Rewrite the records with "bare tree" swapped for "leafless tree" wherever it occurs, leaving everything else unchanged.

[Entries drawn from a collection]
• • •

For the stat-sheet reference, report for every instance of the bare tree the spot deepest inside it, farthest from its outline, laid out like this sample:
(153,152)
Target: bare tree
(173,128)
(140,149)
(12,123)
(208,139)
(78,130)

• • •

### [SOLUTION TO THIS PROBLEM]
For the stat-sheet reference, report for every instance of the leafless tree the spot deepest inside it, farthest from its outline, laid out like this sample:
(153,152)
Target: leafless tree
(173,128)
(140,149)
(12,123)
(208,139)
(78,130)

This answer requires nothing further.